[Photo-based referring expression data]
· · · · ·
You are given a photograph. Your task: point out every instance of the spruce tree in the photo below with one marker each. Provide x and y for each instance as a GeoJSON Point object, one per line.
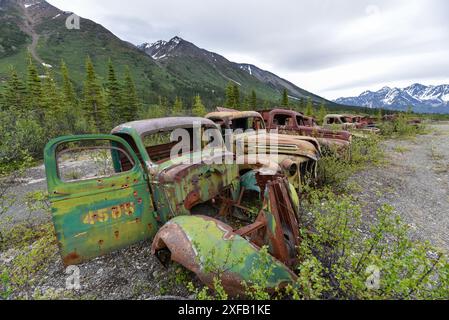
{"type": "Point", "coordinates": [236, 95]}
{"type": "Point", "coordinates": [198, 108]}
{"type": "Point", "coordinates": [15, 94]}
{"type": "Point", "coordinates": [230, 101]}
{"type": "Point", "coordinates": [177, 107]}
{"type": "Point", "coordinates": [113, 96]}
{"type": "Point", "coordinates": [51, 99]}
{"type": "Point", "coordinates": [285, 101]}
{"type": "Point", "coordinates": [379, 115]}
{"type": "Point", "coordinates": [68, 91]}
{"type": "Point", "coordinates": [322, 113]}
{"type": "Point", "coordinates": [130, 101]}
{"type": "Point", "coordinates": [34, 86]}
{"type": "Point", "coordinates": [309, 108]}
{"type": "Point", "coordinates": [94, 105]}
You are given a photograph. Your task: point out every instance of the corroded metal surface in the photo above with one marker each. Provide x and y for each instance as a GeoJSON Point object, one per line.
{"type": "Point", "coordinates": [300, 149]}
{"type": "Point", "coordinates": [301, 125]}
{"type": "Point", "coordinates": [235, 253]}
{"type": "Point", "coordinates": [97, 216]}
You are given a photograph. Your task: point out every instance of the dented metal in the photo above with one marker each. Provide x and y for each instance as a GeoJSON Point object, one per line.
{"type": "Point", "coordinates": [304, 151]}
{"type": "Point", "coordinates": [148, 199]}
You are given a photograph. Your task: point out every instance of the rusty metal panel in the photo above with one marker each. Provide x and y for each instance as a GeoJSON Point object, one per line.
{"type": "Point", "coordinates": [97, 216]}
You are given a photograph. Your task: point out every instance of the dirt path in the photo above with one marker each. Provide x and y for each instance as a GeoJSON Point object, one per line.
{"type": "Point", "coordinates": [415, 182]}
{"type": "Point", "coordinates": [28, 28]}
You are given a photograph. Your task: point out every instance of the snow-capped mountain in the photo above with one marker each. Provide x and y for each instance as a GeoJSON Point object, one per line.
{"type": "Point", "coordinates": [423, 99]}
{"type": "Point", "coordinates": [188, 61]}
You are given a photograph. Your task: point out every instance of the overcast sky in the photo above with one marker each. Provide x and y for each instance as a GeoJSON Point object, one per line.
{"type": "Point", "coordinates": [330, 47]}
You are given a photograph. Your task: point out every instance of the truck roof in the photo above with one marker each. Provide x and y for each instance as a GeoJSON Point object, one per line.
{"type": "Point", "coordinates": [230, 115]}
{"type": "Point", "coordinates": [151, 126]}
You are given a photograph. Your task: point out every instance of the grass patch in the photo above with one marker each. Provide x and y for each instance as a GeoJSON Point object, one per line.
{"type": "Point", "coordinates": [401, 149]}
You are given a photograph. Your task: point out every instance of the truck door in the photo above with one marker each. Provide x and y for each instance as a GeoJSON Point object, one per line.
{"type": "Point", "coordinates": [99, 194]}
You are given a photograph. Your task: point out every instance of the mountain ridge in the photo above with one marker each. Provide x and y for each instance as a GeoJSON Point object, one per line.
{"type": "Point", "coordinates": [169, 53]}
{"type": "Point", "coordinates": [422, 98]}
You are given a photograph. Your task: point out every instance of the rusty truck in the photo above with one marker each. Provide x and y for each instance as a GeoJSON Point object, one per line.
{"type": "Point", "coordinates": [109, 191]}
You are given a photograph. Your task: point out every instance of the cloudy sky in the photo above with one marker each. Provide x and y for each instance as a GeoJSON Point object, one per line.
{"type": "Point", "coordinates": [330, 47]}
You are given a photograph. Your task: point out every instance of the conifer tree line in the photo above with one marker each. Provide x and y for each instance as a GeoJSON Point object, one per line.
{"type": "Point", "coordinates": [36, 107]}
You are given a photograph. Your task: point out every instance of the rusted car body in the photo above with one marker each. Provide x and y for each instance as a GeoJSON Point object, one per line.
{"type": "Point", "coordinates": [294, 123]}
{"type": "Point", "coordinates": [350, 123]}
{"type": "Point", "coordinates": [297, 156]}
{"type": "Point", "coordinates": [151, 195]}
{"type": "Point", "coordinates": [395, 117]}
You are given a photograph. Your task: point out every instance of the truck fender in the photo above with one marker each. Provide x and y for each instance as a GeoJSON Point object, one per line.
{"type": "Point", "coordinates": [209, 248]}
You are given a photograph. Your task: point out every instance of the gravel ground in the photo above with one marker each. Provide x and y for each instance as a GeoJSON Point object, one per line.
{"type": "Point", "coordinates": [415, 182]}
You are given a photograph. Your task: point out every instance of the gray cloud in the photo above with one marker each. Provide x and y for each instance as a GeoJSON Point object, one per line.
{"type": "Point", "coordinates": [297, 39]}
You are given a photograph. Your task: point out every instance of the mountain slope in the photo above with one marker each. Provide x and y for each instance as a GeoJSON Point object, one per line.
{"type": "Point", "coordinates": [423, 99]}
{"type": "Point", "coordinates": [173, 68]}
{"type": "Point", "coordinates": [214, 71]}
{"type": "Point", "coordinates": [42, 30]}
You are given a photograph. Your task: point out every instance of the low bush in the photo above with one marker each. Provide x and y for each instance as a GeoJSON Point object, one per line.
{"type": "Point", "coordinates": [344, 258]}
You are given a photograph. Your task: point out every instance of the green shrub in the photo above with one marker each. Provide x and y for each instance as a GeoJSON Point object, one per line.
{"type": "Point", "coordinates": [339, 253]}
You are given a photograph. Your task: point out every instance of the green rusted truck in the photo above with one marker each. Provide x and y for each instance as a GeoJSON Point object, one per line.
{"type": "Point", "coordinates": [108, 192]}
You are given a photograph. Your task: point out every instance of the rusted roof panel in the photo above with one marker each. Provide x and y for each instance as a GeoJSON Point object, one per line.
{"type": "Point", "coordinates": [151, 126]}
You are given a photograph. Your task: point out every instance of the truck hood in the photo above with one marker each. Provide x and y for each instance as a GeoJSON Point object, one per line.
{"type": "Point", "coordinates": [286, 144]}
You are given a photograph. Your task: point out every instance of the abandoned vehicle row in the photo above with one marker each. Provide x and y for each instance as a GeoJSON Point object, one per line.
{"type": "Point", "coordinates": [205, 190]}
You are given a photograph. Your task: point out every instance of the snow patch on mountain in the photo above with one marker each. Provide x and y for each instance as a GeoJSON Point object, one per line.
{"type": "Point", "coordinates": [431, 99]}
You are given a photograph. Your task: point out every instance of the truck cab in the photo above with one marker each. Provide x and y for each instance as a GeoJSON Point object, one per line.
{"type": "Point", "coordinates": [145, 181]}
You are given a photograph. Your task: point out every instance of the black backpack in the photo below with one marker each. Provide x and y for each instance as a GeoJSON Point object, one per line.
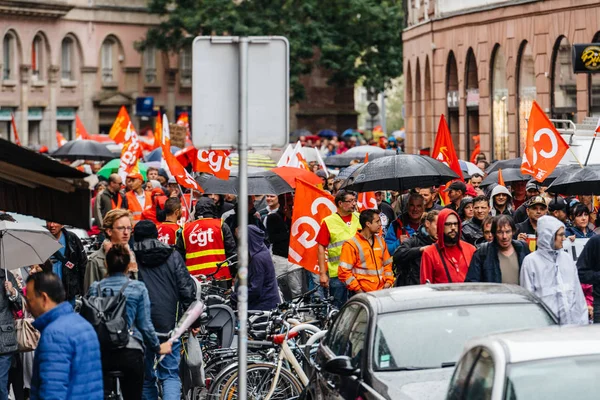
{"type": "Point", "coordinates": [108, 316]}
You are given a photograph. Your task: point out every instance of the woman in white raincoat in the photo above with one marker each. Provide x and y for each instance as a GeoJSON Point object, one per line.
{"type": "Point", "coordinates": [551, 274]}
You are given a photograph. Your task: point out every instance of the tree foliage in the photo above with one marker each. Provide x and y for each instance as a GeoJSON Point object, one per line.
{"type": "Point", "coordinates": [355, 38]}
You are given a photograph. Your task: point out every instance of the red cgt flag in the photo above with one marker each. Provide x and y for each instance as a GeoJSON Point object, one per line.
{"type": "Point", "coordinates": [311, 205]}
{"type": "Point", "coordinates": [544, 147]}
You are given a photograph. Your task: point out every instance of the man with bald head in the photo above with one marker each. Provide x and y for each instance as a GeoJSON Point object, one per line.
{"type": "Point", "coordinates": [112, 198]}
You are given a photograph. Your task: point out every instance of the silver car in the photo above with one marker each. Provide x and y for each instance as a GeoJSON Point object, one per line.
{"type": "Point", "coordinates": [541, 364]}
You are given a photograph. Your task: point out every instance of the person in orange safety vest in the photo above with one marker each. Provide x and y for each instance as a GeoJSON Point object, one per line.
{"type": "Point", "coordinates": [206, 242]}
{"type": "Point", "coordinates": [365, 263]}
{"type": "Point", "coordinates": [137, 198]}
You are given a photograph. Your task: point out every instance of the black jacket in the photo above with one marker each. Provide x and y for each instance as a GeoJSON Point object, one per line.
{"type": "Point", "coordinates": [472, 231]}
{"type": "Point", "coordinates": [164, 273]}
{"type": "Point", "coordinates": [8, 333]}
{"type": "Point", "coordinates": [485, 266]}
{"type": "Point", "coordinates": [407, 258]}
{"type": "Point", "coordinates": [72, 277]}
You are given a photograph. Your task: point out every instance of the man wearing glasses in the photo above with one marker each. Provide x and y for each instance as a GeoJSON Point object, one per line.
{"type": "Point", "coordinates": [335, 230]}
{"type": "Point", "coordinates": [447, 261]}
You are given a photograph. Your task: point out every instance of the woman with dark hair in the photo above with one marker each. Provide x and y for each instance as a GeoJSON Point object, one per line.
{"type": "Point", "coordinates": [580, 217]}
{"type": "Point", "coordinates": [130, 360]}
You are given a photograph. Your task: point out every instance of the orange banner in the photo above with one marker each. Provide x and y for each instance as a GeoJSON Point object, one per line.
{"type": "Point", "coordinates": [179, 173]}
{"type": "Point", "coordinates": [214, 162]}
{"type": "Point", "coordinates": [544, 147]}
{"type": "Point", "coordinates": [311, 205]}
{"type": "Point", "coordinates": [119, 128]}
{"type": "Point", "coordinates": [130, 153]}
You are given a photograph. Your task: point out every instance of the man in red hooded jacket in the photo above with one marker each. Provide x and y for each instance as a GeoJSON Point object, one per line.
{"type": "Point", "coordinates": [447, 261]}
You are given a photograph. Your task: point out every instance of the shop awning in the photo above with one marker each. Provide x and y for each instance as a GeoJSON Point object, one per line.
{"type": "Point", "coordinates": [36, 185]}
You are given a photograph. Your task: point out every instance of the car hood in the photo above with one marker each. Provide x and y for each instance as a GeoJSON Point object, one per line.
{"type": "Point", "coordinates": [428, 384]}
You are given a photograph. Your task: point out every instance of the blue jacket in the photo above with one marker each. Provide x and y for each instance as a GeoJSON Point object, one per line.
{"type": "Point", "coordinates": [138, 306]}
{"type": "Point", "coordinates": [67, 361]}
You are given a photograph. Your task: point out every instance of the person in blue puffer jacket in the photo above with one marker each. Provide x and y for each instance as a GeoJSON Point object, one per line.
{"type": "Point", "coordinates": [67, 362]}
· · · · ·
[Work instruction]: Each of the lines from the one that contains "person in blue" through the last line of the data needs to be repeated exactly, with no others.

[Expected output]:
You are given a photograph. Your task: point out every instance of the person in blue puffer jacket in the photo above with one marker each. Provide x and y for each instance as a GeoJSON Point object, one per line.
{"type": "Point", "coordinates": [67, 362]}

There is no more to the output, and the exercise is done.